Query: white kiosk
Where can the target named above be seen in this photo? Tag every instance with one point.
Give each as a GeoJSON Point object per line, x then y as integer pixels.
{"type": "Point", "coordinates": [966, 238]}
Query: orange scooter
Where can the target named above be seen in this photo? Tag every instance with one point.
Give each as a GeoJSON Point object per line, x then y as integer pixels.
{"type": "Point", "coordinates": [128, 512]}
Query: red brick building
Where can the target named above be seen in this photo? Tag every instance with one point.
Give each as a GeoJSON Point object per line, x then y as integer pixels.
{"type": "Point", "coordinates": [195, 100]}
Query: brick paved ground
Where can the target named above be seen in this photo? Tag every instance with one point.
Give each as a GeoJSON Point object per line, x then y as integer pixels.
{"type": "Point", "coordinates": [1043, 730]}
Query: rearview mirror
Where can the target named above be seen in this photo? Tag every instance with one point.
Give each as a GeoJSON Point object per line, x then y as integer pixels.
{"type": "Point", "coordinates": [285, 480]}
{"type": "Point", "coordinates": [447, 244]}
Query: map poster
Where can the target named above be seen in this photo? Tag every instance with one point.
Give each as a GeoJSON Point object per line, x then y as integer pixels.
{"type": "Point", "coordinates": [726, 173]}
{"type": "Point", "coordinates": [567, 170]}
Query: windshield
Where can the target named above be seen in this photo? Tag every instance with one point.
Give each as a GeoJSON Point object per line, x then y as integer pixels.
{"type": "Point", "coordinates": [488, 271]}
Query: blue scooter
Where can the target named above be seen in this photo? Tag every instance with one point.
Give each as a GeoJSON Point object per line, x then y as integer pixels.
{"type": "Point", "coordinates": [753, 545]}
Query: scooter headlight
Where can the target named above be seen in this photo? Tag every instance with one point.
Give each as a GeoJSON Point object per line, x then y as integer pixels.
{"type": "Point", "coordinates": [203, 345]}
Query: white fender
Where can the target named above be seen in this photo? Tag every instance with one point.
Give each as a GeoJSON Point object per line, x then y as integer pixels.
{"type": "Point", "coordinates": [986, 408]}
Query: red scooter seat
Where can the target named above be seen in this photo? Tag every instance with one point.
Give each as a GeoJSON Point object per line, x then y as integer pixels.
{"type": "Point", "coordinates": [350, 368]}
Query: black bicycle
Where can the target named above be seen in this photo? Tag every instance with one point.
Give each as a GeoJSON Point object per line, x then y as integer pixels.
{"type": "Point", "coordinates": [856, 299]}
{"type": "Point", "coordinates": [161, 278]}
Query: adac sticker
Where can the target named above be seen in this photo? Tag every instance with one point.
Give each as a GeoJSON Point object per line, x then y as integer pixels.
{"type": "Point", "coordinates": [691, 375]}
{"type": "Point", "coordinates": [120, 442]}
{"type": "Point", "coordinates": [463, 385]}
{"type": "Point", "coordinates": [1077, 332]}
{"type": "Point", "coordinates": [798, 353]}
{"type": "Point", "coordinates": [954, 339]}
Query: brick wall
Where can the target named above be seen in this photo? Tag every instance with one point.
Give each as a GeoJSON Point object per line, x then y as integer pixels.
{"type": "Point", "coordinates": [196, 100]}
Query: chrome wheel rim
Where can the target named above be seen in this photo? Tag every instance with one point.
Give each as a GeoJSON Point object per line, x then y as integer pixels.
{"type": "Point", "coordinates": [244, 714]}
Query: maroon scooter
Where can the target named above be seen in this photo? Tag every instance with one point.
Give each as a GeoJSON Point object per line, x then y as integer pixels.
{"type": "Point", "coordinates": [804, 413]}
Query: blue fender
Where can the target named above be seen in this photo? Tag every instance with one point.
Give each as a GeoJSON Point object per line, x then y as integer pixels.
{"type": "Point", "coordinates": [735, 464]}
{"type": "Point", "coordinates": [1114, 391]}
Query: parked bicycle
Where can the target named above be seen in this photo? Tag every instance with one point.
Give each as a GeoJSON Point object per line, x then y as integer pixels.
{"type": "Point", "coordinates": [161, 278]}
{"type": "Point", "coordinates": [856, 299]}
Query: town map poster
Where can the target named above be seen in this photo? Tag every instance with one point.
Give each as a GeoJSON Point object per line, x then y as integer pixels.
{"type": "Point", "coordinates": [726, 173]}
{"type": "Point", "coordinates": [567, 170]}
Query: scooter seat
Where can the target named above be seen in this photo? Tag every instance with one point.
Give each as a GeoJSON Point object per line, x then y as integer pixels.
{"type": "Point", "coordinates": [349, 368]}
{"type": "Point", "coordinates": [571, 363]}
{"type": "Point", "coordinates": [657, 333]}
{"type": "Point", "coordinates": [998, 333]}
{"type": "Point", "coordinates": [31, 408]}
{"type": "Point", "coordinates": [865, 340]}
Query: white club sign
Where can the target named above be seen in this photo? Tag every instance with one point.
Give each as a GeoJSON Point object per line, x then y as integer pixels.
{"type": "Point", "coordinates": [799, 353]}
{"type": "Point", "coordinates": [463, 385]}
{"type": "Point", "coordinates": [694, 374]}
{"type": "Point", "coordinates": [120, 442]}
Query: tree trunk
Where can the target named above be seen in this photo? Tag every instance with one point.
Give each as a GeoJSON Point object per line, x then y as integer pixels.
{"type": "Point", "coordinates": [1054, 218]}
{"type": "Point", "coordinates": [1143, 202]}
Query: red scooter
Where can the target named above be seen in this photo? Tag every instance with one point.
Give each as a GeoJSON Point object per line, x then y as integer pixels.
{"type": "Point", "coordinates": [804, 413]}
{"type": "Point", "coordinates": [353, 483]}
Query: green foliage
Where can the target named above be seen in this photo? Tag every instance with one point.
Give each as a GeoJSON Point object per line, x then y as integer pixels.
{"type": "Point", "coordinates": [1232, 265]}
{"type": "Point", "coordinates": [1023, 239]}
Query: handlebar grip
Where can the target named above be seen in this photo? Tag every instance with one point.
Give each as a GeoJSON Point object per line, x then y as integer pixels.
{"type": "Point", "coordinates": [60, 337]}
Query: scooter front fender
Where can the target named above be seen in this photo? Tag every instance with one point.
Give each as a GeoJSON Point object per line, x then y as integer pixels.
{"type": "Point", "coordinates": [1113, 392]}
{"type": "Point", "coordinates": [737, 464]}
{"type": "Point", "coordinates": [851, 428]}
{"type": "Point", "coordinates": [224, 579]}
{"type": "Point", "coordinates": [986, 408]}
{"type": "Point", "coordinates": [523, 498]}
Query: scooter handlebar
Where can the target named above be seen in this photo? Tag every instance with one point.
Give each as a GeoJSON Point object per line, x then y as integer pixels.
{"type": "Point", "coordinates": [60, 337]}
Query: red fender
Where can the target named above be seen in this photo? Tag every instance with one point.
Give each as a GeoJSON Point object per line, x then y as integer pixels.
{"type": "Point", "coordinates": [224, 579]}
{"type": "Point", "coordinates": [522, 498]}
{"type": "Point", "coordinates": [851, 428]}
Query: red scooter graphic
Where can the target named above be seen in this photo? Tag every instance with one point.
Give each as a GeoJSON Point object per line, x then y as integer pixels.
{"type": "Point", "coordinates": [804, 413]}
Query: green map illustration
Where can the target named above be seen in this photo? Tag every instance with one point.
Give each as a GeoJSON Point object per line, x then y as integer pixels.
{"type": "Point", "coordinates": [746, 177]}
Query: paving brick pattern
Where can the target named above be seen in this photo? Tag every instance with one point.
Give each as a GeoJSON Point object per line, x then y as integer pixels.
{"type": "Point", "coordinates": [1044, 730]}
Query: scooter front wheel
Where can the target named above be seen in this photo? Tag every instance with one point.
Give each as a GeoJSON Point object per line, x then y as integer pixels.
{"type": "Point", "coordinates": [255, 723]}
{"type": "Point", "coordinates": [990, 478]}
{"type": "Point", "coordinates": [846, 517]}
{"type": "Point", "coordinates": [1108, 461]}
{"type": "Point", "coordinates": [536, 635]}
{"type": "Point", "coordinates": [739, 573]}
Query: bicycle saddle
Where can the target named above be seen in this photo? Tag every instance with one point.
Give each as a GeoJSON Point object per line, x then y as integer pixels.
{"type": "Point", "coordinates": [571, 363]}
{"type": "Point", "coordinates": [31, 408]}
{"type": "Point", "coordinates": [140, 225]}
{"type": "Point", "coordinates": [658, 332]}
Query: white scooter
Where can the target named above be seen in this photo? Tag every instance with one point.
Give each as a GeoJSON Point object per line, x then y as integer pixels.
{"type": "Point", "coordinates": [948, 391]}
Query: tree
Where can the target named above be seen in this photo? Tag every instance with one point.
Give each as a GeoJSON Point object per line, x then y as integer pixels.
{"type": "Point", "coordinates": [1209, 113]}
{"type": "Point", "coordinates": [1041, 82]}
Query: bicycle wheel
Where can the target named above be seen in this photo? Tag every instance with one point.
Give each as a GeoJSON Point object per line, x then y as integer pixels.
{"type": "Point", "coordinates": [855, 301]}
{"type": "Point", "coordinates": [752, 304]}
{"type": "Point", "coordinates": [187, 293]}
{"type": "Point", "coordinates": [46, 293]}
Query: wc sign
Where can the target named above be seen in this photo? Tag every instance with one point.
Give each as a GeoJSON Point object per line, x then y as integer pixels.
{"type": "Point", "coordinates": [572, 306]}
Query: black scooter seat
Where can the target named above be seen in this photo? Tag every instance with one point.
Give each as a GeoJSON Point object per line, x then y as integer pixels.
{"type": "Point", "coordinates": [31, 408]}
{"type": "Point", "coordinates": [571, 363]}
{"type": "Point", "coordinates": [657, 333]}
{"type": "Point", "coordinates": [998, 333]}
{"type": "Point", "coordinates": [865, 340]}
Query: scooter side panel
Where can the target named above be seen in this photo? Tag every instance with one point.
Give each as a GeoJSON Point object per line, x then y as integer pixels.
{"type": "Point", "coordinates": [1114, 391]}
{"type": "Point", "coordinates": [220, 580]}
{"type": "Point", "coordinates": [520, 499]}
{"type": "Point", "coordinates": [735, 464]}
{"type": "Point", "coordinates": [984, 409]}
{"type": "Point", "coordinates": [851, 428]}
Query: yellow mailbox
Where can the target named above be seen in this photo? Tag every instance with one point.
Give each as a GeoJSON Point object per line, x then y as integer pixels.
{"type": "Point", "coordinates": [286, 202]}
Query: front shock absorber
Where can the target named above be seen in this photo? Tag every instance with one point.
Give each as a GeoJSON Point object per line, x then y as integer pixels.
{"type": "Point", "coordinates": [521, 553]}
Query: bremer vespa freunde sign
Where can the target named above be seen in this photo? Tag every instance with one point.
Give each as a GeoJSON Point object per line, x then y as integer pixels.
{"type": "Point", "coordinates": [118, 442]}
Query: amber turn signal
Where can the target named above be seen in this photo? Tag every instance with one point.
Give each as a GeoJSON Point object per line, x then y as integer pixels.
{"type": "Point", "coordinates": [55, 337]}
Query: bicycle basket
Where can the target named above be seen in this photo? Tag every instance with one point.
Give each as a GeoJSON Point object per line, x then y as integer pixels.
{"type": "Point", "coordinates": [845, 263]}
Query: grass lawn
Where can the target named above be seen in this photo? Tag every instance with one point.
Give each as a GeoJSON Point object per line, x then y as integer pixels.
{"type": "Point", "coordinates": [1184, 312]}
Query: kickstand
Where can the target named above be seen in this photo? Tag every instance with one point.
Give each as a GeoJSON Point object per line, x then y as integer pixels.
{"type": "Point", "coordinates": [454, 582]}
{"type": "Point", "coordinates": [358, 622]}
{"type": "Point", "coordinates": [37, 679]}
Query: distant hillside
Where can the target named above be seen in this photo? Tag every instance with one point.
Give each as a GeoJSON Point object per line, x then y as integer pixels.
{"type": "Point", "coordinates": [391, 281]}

→ Task requirements: Repeat exactly the lines from the one containing "Query: bicycle basket" through the last line of the records above, both included, and nothing else.

→ Task answer:
Query: bicycle basket
Where can the target named above be seen in this photo? Tag every instance with one point.
Give each as a GeoJSON Point object per line, x then y as integer pixels.
{"type": "Point", "coordinates": [845, 263]}
Query: grass lawn
Where can the target named above be seen in this photo? Tag every instance with one point.
Give each as a GeoJSON Point object per line, x then y as integer pixels.
{"type": "Point", "coordinates": [1184, 312]}
Query: kickstand
Where can the target named above be seen in this photo? Tag every instance with one point.
Give each as a GeoJSON Point object per line, x then y as integer pixels.
{"type": "Point", "coordinates": [454, 582]}
{"type": "Point", "coordinates": [358, 622]}
{"type": "Point", "coordinates": [37, 679]}
Query: distant hillside
Where can the target named above be seen in this photo? Tag every instance with one point.
Give each as a GeoJSON Point object per line, x then y as integer pixels.
{"type": "Point", "coordinates": [391, 281]}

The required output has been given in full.